Pouvez-vous restituer à l'identique le passage de l'extrait sur l'irresponsabilité pénale qui commence aux mots « Les députés ont » et s'arrête après les mots « police en mission. » ?

• [Extrait sélectionné]
###
Lors de la discussion générale, plusieurs députés ont fait part de leurs doutes quant à l'applicabilité des mesures prévues par le texte. C'est le cas de Cécile Untermaier (PS), de Paul Molac (Libertés et territoires) ou encore d'Éric Diard (Les Républicains). Ce dernier s'est étonné que l'article 2 puisse instaurer un "régime d'excuse atténuante de la consommation d'alcool ou de stupéfiants" lorsqu'il en est résulté une abolition du discernement, un homicide volontaire étant passible de 30 ans de prison contre 10 pour la version prévue par le texte. Répondant à cette critique, Éric Dupond-Moretti a rappelé qu'à l'heure actuelle, rien n'était prévu pour ce cas de figure et qu'il était normal que les peines soient moindres dans le cas où une irresponsabilité pénale avait été retenue en premier lieu.
Des débats ont émergé pour savoir si évolution similaire pouvait concerner une personne malade qui déciderait d'arrêter de prendre des médicaments. Cette question a même provoqué une fracture au sein de la majorité, car un amendement allant dans ce sens a été déposé par Stéphane Mazars, et soutenu par Alice Thourot. Il visait à sanctionner le comportement d'un individu, qui, "en toute connaissance de cause, va prendre le risque de se comporter de manière associale, voire bestiale".
"Ce n'est pas un sujet évident", a reconnu la rapporteure qui a toutefois clairement différencié le fait de s'intoxiquer volontairement avec de l'alcool et des stupéfiants, à celui d'arrêter d'ingurgiter une molécule. Selon elle, la rupture thérapeutique peut en outre être "un signe de la maladie". Par dessus-tout, elle a rappelé qu'il était nécessaire de ne pas juger les fous. "Cela remettrait en cause ce principe fondamental de notre droit pénal", a tranché à son tour Coralie Dubost.
Les députés ont également examiné l'article 4, qui renforce les peines prévues en cas d'agression commise à l'encontre des policiers, gendarmes, policiers municipaux, militaires déployés dans le cadre de l'opération Sentinelle et agents pénitentiaires. Cette mesure, prise dans la lignée de la loi relative à la sécurité globale, a été vivement critiquée par Ugo Bernalicis. "On n'est pas obligé de céder sous le coup de l'émotion policière systématiquement", a-t-il lancé, dénonçant un énième cadeau offert aux syndicats de police, sous la pression. "Il ne s'agit pas de surenchère pénale, mais d'une volonté de regarder les choses telles qu'elles sont", a rétorqué le rapporteur, Jean-Michel Mis (LaREM), rappelant la hausse des agressions commises à l'encontre des fonctionnaires de police en mission.
###
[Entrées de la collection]
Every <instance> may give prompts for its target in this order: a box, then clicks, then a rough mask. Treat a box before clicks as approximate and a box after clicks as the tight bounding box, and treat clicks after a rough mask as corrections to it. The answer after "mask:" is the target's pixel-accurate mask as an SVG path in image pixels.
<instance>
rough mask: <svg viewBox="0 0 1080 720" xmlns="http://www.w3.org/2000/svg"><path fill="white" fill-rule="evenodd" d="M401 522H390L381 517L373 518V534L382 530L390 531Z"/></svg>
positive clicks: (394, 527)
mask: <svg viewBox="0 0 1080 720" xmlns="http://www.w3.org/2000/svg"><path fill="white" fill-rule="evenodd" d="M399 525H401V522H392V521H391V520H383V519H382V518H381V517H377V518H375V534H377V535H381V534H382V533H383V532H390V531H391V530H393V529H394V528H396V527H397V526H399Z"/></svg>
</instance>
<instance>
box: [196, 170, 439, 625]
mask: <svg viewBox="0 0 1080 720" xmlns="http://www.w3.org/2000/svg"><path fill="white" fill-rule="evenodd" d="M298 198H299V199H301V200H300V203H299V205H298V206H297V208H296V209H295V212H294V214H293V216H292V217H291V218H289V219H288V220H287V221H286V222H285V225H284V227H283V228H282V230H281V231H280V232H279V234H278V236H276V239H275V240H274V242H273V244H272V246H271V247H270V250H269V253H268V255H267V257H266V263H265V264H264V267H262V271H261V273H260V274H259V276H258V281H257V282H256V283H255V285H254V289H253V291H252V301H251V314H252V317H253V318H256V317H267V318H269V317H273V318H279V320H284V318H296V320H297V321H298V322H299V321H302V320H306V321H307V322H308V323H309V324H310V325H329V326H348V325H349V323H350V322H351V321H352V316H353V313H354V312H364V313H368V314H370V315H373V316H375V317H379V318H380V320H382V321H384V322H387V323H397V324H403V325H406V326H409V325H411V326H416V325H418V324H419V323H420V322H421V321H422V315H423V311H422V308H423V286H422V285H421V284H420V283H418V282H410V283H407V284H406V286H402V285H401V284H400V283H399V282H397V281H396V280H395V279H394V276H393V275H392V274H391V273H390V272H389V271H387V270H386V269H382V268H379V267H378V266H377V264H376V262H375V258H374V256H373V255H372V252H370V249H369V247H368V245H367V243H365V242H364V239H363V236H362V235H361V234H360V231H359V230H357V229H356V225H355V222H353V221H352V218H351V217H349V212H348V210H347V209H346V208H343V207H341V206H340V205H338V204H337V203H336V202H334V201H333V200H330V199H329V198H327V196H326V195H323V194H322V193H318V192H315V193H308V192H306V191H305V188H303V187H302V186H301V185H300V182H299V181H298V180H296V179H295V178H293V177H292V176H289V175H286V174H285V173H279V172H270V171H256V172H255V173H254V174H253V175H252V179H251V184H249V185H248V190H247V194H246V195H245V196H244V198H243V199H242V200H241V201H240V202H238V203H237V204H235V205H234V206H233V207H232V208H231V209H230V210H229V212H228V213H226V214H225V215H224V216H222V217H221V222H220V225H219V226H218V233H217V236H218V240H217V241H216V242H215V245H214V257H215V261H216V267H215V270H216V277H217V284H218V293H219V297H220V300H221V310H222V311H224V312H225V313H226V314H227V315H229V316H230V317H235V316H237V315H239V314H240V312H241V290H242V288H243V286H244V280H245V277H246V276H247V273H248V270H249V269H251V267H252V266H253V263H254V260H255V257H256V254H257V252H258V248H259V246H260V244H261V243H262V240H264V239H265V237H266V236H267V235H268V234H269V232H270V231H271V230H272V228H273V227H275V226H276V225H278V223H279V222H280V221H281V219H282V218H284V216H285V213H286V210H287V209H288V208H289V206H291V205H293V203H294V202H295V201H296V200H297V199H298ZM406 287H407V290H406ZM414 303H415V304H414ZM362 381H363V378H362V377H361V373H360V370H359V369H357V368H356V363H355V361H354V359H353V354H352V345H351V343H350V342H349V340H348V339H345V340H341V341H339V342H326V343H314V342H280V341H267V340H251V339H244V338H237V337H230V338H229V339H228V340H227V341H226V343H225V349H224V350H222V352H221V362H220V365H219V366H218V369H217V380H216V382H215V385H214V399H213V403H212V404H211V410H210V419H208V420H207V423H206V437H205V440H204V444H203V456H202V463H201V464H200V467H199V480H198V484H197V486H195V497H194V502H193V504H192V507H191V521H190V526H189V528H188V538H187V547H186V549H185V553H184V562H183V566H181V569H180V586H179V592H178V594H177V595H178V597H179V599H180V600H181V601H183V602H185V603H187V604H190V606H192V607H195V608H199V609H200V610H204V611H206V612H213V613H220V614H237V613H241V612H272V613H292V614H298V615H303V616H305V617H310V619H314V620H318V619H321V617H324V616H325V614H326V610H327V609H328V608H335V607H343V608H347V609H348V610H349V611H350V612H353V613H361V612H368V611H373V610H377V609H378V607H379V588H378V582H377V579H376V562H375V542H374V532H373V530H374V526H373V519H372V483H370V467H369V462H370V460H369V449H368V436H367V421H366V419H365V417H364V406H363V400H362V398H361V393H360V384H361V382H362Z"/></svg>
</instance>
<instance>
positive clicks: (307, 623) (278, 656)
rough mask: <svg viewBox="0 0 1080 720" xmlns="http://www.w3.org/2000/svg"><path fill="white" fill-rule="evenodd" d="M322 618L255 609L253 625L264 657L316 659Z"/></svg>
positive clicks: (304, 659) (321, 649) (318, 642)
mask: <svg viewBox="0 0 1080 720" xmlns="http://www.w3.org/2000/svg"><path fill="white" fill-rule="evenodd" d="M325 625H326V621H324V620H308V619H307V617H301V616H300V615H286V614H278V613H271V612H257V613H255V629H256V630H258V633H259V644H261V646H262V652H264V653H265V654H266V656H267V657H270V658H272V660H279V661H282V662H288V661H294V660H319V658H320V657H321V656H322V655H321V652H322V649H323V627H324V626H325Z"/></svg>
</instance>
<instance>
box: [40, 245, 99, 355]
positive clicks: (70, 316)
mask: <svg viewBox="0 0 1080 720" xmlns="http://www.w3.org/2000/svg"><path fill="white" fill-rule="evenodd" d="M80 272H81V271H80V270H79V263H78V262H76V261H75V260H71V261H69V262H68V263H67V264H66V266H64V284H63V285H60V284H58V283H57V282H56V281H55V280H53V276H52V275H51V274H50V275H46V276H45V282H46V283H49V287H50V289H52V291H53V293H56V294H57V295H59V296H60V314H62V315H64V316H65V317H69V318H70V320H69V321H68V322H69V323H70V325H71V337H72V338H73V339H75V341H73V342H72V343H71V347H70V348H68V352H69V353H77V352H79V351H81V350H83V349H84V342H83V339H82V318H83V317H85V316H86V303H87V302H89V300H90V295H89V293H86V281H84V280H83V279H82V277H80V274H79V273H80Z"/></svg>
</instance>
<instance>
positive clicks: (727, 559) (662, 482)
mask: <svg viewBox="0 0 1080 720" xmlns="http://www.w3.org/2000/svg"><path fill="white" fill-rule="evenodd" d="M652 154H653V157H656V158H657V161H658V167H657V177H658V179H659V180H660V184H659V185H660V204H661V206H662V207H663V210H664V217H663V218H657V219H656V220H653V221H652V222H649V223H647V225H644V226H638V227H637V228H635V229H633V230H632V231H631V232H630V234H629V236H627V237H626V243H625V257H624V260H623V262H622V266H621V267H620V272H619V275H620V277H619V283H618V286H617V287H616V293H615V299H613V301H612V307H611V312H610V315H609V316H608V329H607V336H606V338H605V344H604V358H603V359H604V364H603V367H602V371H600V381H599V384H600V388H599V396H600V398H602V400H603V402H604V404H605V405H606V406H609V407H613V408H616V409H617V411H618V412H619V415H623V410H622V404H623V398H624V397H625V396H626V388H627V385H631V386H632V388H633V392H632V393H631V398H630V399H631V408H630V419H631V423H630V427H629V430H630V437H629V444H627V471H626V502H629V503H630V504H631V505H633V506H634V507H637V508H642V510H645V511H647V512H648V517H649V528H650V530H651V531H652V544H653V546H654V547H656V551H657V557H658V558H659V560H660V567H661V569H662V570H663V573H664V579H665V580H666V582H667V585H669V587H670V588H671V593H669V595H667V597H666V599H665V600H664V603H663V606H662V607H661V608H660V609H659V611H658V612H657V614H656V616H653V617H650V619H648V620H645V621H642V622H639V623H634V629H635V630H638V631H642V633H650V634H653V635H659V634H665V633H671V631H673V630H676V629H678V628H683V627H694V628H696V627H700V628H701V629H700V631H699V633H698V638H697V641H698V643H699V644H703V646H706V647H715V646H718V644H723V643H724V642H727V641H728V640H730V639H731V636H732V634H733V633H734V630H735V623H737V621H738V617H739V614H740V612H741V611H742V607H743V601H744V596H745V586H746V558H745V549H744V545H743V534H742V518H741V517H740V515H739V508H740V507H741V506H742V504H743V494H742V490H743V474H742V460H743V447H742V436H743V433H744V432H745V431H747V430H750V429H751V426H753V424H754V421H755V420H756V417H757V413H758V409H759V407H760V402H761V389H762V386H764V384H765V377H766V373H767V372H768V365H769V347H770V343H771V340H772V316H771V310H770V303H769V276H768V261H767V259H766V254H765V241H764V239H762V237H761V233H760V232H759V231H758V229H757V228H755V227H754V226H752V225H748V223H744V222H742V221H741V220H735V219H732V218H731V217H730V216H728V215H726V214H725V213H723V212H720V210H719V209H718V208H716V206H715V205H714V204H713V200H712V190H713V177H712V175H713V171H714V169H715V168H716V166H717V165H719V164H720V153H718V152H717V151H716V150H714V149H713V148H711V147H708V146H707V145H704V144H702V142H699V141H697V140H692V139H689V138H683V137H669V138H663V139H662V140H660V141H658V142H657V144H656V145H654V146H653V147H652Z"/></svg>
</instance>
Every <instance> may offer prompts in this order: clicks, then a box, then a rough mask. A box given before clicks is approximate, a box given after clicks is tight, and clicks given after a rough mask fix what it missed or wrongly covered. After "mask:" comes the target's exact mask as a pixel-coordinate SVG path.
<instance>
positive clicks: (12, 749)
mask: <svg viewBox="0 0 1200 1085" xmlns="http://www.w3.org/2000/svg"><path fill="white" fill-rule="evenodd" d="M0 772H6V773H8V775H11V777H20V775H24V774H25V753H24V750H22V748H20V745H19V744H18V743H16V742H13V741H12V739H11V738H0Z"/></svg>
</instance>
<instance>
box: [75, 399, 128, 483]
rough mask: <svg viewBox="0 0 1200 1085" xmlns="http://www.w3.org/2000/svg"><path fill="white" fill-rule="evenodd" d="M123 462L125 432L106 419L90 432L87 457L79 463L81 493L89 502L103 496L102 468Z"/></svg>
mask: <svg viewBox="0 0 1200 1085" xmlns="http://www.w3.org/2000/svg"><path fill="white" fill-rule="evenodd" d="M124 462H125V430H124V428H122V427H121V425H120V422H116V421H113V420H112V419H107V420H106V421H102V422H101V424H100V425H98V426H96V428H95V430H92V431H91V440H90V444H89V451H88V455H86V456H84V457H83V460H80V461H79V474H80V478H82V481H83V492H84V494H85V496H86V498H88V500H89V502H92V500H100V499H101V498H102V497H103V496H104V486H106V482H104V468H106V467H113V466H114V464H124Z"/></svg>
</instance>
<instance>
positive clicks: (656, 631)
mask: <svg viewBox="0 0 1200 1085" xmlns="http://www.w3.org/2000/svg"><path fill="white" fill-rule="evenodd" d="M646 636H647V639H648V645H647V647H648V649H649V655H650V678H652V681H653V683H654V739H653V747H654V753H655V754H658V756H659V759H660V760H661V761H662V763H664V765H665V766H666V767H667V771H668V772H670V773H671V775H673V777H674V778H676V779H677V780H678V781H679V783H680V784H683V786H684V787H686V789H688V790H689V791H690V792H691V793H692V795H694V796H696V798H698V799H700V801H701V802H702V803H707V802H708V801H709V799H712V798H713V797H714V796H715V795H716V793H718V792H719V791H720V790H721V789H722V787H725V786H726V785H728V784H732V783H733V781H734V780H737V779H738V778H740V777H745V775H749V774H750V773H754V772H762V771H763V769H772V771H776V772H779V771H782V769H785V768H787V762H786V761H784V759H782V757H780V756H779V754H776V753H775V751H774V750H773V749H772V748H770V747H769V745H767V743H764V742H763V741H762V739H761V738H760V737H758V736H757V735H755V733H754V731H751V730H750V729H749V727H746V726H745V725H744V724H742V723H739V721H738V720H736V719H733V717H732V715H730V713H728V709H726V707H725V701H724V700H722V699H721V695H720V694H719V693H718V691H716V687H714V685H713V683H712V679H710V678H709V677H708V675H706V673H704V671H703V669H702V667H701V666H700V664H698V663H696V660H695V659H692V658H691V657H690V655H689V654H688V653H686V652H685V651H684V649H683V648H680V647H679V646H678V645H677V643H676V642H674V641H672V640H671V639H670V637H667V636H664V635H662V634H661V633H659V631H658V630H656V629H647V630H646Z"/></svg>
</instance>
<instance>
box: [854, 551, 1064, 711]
###
• [Réponse attendue]
Les députés ont également examiné l'article 4, qui renforce les peines prévues en cas d'agression commise à l'encontre des policiers, gendarmes, policiers municipaux, militaires déployés dans le cadre de l'opération Sentinelle et agents pénitentiaires. Cette mesure, prise dans la lignée de la loi relative à la sécurité globale, a été vivement critiquée par Ugo Bernalicis. "On n'est pas obligé de céder sous le coup de l'émotion policière systématiquement", a-t-il lancé, dénonçant un énième cadeau offert aux syndicats de police, sous la pression. "Il ne s'agit pas de surenchère pénale, mais d'une volonté de regarder les choses telles qu'elles sont", a rétorqué le rapporteur, Jean-Michel Mis (LaREM), rappelant la hausse des agressions commises à l'encontre des fonctionnaires de police en mission.